_What you are asked to do_
Please check each statement against the winter day text: (a) the ski trails are within a five minute drive, (b) Snowdrop goes skating after school, (c) the outing on the ski trails starts around noon. Answer yes or no for each and quote the words of the text that decide it.

_Text shown_
- Opening Delimiter -

Sunny and cold is a common winter forecast. You get the good with a challenge. Face the sun and your golden. Walk with your back to it and your bones crack from the cold.
Today, however, by noon, we have that winter rarity: sunshine and warmth. It's hard to keep up with these changes, really it is! Good bye maraschino cherry parka, hello regular old jacket. Good bye clunky mittens, hello woolen gloves. It's what makes life interesting, no?
Breakfast with spring flowers.
It seems like a waste of a lovely day to stay indoors, so right around noon, we zip out and zip around for a while on the ski trails.
Again I feel as if I am at a south facing mountain resort. Ed would say -- why travel anywhere at all when you have all this within a five minute drive!
I just smile. I agree with him and yet there are those of us who will pack that bag and go anyway, even if what we have at home is so very good!
In the afternoon, I pick up Snowdrop at school. And wouldn't you know it - on this warmish day, when I could definitely lace up four boots without freezing my fingers in the process (we are right at the freezing point now, though the sun is behind clouds), she chooses not to skate but to go straight to the farmhouse, with a vague hint that maybe maybe she'll play outside later. (That's her, knowing what runs through my head...)
It never happens. And I'm not surprised. She hasn't spent much time here this month. There are birthday toys that haven't been played with. Books half read, favorite foods laying in wait.

- Closing Delimiter -

_Data for analysis_
- Opening Delimiter -

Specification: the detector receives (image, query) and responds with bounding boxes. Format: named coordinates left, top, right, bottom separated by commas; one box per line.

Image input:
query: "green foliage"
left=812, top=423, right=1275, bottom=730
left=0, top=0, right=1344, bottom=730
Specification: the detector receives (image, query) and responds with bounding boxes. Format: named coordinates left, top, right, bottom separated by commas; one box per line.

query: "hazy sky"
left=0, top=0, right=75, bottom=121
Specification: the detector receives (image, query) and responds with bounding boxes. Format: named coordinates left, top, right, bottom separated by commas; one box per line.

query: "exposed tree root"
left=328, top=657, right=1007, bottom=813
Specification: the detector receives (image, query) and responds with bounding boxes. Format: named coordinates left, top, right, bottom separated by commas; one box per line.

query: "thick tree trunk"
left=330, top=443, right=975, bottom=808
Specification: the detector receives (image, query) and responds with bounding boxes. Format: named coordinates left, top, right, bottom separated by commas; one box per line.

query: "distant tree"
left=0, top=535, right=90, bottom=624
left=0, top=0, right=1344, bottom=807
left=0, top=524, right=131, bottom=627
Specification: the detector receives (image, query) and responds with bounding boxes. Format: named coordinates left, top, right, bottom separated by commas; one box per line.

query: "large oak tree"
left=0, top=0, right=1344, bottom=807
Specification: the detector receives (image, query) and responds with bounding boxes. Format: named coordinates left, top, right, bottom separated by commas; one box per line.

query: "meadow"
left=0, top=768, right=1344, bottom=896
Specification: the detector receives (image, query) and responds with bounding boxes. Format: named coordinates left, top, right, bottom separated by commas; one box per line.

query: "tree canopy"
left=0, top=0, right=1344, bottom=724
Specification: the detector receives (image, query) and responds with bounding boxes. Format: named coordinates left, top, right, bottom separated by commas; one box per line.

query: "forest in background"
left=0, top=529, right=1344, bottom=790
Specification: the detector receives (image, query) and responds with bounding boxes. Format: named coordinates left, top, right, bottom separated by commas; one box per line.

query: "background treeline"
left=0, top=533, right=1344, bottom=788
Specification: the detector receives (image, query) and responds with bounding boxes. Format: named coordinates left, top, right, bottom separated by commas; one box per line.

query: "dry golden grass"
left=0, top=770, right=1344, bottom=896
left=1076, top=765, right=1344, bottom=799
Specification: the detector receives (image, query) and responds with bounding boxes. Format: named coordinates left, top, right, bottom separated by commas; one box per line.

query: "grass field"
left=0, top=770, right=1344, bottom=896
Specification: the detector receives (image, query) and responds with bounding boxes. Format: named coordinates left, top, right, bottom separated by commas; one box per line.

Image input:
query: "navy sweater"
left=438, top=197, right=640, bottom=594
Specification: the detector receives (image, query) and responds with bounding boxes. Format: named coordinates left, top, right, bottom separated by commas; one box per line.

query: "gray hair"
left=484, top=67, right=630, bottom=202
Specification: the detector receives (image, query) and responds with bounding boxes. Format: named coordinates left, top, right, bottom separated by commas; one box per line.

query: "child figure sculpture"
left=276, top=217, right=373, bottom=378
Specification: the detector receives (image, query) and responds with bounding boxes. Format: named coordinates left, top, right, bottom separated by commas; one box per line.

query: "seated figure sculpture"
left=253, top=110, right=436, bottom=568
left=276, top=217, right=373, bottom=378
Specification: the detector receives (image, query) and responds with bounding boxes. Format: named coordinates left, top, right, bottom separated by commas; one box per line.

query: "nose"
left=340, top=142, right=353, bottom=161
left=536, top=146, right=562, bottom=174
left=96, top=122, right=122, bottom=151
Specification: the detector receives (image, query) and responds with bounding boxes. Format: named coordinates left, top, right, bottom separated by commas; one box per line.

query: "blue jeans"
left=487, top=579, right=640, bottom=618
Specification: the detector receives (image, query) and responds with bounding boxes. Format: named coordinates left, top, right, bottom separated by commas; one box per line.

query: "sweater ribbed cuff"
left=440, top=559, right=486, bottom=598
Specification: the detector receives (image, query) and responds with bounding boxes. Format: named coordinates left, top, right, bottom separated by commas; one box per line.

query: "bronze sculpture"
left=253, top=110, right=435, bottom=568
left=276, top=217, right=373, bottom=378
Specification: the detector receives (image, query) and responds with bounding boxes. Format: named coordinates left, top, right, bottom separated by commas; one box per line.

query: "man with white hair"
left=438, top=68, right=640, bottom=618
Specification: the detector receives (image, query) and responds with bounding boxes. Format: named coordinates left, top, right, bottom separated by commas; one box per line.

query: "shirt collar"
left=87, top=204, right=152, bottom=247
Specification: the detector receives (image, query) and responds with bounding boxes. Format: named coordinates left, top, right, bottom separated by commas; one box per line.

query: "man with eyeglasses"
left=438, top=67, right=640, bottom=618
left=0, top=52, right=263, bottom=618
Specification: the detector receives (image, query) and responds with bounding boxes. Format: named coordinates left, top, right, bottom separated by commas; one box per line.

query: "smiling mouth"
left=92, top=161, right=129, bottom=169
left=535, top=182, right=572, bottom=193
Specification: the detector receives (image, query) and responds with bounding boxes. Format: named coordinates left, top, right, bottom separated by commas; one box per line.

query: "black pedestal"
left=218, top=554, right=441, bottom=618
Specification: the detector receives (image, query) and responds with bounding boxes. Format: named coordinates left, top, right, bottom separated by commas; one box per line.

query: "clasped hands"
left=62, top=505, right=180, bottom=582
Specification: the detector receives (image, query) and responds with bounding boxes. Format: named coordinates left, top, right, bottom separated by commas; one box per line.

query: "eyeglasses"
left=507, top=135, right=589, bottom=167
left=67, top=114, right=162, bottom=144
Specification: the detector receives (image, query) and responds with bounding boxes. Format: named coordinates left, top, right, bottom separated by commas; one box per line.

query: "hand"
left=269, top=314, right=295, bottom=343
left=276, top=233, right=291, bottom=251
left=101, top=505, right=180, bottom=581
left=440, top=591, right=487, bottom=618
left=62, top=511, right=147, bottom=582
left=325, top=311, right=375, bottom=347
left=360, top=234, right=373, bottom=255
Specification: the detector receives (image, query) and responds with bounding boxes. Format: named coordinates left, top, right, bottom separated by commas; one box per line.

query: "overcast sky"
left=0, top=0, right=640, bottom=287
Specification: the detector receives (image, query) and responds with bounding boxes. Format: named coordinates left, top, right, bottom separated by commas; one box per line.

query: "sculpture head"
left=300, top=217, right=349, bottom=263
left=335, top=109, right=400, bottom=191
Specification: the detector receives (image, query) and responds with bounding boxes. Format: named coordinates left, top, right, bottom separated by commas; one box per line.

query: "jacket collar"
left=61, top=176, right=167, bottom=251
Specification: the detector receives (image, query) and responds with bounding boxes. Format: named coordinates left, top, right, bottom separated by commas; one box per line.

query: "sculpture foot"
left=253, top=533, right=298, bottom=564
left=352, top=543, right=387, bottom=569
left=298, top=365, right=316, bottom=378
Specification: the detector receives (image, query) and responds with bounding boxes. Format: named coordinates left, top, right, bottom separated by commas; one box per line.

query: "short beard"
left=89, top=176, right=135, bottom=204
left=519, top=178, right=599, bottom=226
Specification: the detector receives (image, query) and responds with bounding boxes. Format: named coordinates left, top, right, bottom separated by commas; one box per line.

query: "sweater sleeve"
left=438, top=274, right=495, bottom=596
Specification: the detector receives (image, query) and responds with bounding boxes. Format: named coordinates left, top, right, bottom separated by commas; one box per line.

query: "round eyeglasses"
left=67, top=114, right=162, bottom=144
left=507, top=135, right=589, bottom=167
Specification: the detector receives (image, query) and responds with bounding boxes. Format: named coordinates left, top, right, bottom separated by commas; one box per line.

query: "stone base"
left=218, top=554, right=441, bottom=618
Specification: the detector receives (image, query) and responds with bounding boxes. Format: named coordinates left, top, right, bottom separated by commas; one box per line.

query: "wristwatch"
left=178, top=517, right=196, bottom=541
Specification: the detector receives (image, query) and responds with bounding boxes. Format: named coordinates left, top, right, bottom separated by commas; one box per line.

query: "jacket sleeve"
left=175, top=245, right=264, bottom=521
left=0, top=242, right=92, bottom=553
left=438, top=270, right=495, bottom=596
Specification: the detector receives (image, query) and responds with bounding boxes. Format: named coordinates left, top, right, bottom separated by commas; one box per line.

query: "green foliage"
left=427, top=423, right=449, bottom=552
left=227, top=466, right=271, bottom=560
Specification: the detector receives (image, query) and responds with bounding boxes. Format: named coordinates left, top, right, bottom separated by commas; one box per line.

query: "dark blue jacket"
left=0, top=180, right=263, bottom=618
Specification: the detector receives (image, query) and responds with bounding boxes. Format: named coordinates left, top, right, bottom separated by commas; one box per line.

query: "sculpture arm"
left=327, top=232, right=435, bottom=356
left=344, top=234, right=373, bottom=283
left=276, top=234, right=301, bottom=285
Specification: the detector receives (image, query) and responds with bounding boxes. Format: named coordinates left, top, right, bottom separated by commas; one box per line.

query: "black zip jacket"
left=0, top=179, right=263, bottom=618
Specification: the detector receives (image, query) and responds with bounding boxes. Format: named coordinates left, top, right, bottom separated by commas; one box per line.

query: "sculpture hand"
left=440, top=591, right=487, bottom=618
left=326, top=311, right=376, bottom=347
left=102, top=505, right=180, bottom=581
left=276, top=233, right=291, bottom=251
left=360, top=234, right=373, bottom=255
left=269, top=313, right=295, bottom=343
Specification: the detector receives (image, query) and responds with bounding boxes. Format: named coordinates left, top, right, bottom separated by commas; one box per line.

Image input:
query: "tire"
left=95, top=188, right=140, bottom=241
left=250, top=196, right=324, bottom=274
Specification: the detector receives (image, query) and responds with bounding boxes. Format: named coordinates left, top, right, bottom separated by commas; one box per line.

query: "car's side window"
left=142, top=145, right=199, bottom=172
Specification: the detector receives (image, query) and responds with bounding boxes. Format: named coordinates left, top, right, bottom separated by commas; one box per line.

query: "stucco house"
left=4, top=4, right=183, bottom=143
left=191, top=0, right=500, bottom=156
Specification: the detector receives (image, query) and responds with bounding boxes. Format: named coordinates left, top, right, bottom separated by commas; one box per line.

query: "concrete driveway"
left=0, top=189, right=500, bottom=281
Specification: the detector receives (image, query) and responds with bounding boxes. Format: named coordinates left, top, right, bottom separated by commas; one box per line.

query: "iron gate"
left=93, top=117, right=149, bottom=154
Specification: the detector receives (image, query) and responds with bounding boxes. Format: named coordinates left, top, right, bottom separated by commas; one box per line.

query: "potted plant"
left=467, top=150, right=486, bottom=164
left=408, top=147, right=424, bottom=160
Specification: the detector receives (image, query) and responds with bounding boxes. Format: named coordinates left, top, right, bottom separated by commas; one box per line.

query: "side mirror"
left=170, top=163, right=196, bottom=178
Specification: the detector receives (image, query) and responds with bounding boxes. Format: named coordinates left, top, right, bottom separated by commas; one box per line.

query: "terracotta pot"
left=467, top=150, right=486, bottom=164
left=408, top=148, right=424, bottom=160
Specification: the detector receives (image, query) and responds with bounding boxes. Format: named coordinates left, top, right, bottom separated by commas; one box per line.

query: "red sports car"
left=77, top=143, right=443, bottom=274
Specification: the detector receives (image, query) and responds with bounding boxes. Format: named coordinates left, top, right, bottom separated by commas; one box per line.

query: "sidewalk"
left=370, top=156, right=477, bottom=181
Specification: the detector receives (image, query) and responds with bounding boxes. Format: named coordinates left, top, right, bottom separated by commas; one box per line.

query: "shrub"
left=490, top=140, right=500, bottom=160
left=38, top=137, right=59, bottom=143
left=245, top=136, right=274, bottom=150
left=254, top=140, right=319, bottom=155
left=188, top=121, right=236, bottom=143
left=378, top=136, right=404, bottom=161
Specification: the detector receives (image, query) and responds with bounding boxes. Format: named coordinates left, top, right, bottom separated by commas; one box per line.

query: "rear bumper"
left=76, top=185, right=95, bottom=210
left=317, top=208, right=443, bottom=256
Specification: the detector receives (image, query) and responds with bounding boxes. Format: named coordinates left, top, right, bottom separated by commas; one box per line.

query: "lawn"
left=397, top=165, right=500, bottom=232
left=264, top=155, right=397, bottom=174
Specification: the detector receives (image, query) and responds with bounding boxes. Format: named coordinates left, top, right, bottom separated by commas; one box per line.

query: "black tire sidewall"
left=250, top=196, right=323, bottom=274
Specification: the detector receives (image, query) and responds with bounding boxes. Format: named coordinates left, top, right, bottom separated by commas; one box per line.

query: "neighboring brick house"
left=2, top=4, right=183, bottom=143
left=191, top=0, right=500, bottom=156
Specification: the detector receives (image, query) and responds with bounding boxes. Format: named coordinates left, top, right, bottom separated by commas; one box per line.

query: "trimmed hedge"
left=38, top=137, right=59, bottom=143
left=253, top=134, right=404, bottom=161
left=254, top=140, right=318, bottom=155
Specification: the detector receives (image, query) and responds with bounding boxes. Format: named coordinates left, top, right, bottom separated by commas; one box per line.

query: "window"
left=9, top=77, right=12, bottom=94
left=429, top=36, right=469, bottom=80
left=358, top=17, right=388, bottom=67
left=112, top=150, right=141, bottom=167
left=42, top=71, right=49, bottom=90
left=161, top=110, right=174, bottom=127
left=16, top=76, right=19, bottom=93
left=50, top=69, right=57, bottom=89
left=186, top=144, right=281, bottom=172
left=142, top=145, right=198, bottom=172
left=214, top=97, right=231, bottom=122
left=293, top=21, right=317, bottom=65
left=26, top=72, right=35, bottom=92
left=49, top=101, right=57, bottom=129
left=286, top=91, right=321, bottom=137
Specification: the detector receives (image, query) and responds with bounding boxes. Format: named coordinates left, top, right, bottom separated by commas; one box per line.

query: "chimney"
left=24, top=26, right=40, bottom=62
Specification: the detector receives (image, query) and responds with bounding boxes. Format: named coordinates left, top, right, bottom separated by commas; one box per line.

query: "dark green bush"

- Closing Delimiter -

_Solution_
(a) Yes: "why travel anywhere at all when you have all this within a five minute drive!"
(b) No: "she chooses not to skate but to go straight to the farmhouse"
(c) Yes: "so right around noon, we zip out and zip around for a while on the ski trails."